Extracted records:
============================================================

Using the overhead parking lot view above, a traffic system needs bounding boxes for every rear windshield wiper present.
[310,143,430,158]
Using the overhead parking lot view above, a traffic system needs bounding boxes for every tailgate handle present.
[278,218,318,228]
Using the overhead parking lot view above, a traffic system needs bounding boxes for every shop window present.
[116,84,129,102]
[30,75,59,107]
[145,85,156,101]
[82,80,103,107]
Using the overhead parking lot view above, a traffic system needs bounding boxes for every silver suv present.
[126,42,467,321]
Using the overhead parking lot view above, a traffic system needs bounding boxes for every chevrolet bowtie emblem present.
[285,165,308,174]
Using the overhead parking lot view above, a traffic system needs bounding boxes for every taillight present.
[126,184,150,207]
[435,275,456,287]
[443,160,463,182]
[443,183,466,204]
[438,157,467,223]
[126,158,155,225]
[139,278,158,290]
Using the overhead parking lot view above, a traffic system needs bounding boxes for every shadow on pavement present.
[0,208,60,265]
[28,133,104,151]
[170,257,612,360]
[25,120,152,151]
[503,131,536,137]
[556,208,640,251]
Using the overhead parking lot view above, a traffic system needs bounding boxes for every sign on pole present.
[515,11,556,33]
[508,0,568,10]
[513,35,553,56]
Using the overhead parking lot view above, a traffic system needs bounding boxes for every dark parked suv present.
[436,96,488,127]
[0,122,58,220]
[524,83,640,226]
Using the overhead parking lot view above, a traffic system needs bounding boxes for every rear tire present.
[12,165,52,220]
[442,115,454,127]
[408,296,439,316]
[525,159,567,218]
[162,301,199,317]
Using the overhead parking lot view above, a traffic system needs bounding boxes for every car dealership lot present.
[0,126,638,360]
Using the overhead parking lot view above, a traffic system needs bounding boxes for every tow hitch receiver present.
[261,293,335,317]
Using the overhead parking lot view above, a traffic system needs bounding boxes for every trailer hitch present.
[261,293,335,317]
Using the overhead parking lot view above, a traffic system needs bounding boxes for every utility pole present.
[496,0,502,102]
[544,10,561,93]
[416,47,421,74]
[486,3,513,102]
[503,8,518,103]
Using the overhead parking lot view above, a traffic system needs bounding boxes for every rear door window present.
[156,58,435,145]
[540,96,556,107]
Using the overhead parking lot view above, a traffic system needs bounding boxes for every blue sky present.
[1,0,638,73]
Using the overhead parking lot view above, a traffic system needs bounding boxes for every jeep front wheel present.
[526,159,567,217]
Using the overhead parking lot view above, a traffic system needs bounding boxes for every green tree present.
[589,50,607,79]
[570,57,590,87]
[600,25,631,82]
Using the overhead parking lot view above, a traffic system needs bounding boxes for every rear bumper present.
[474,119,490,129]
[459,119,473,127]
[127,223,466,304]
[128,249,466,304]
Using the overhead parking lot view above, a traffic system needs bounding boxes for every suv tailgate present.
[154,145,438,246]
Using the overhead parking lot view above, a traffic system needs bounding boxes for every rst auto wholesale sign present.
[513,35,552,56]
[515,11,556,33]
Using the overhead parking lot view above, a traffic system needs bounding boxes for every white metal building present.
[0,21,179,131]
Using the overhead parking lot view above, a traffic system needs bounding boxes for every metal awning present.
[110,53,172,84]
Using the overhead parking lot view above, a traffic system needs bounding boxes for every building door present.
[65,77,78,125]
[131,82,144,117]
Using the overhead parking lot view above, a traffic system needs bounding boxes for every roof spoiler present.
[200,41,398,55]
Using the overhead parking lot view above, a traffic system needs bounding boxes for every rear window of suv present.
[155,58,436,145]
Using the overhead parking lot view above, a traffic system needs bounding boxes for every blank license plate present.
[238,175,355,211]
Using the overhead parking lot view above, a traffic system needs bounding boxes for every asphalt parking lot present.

============================================================

Exercise requirements: Output all of the data without altering a single line.

Result of the task:
Using the overhead parking lot view above, a traffic system needs bounding boxes for every rear windshield wiper present.
[310,143,430,158]
Using the overhead parking lot view above, a traffic system needs bounding boxes for every tailgate handle present.
[278,218,318,228]
Using the overhead parking lot view above, a traffic system needs bounding boxes for every shop window present.
[116,84,129,102]
[30,75,59,107]
[145,85,156,101]
[82,80,103,107]
Using the overhead parking lot view above, a traffic system needs bounding boxes for every silver suv present.
[126,42,467,321]
Using the overhead parking lot view above, a traffic system needs bounding boxes for every chevrolet bowtie emblem present.
[285,165,308,174]
Using the overhead parking lot view above, a traffic system needs bounding boxes for every taillight present.
[126,184,150,207]
[435,275,456,287]
[443,160,463,182]
[443,183,466,204]
[438,157,467,223]
[126,158,155,225]
[139,278,158,290]
Using the overhead parking lot view above, a traffic system needs bounding boxes for every shadow on pavement present.
[0,208,60,265]
[28,133,104,151]
[170,257,612,360]
[25,120,152,151]
[503,131,536,137]
[556,208,640,251]
Using the overhead parking lot view above, a traffic system needs bounding boxes for every sign on pole present.
[515,11,556,33]
[508,0,568,10]
[513,35,553,56]
Using the overhead parking lot view above, a traffic system needs bounding boxes for every dark parked suv present.
[436,96,488,127]
[0,122,58,220]
[524,83,640,226]
Using the overhead parking lot view above, a traffic system needs bounding boxes for every rear tire present.
[12,165,52,220]
[442,115,454,127]
[408,296,439,316]
[525,159,567,218]
[162,301,199,317]
Using the overhead parking lot view above, a traffic system needs bounding boxes for every car dealership lot present.
[0,126,638,360]
Using the overhead parking lot view above, a traffic system needs bounding boxes for every tow hitch receiver present.
[261,293,335,317]
Using the overhead parking lot view above, a traffic system needs bounding boxes for every trailer hitch present.
[261,293,335,317]
Using the overhead parking lot view above, a traffic system needs bounding boxes for every utility pole present.
[496,0,502,102]
[544,10,561,93]
[416,47,421,74]
[486,3,513,102]
[503,8,518,103]
Using the overhead parking lot view above, a traffic system needs bounding boxes for every rear door window present.
[156,58,435,145]
[540,96,556,107]
Using the overhead parking lot view above, a traffic system needs bounding boxes for every blue sky present.
[1,0,638,73]
Using the overhead parking lot view above, a traffic system needs bounding boxes for every jeep front wheel present.
[526,159,567,217]
Using the overhead parking lot view above, a traffic system needs bounding boxes for every green tree present.
[589,50,607,79]
[570,57,590,87]
[600,25,631,82]
Using the overhead parking lot view above, a traffic system needs bounding boxes for every rear bumper present.
[474,119,490,129]
[459,119,473,127]
[127,223,466,304]
[128,249,466,304]
Using the overhead parking lot view above, a traffic system needs bounding boxes for every suv tailgate present.
[154,145,438,246]
Using the overhead parking lot view above, a traffic system needs bounding boxes for every rst auto wholesale sign present.
[513,35,552,56]
[515,11,556,33]
Using the overhead parking lot view above, a traffic system needs bounding boxes for every white metal building present.
[0,21,179,131]
Using the overhead parking lot view above, a traffic system needs bounding boxes for every metal awning present.
[110,53,172,84]
Using the overhead parking lot view above, a traffic system needs bounding boxes for every building door present.
[65,77,78,125]
[131,82,144,117]
Using the overhead parking lot view above, a traffic system needs bounding boxes for every roof spoiler present.
[200,41,398,55]
Using the overhead parking lot view above, a traffic system needs bounding boxes for every rear window of suv present.
[155,58,436,145]
Using the overhead parking lot view above, a traffic system needs bounding boxes for every blank license plate present.
[238,175,355,211]
Using the overhead parking lot view above, a traffic system needs bounding boxes for every asphalt parking lot present.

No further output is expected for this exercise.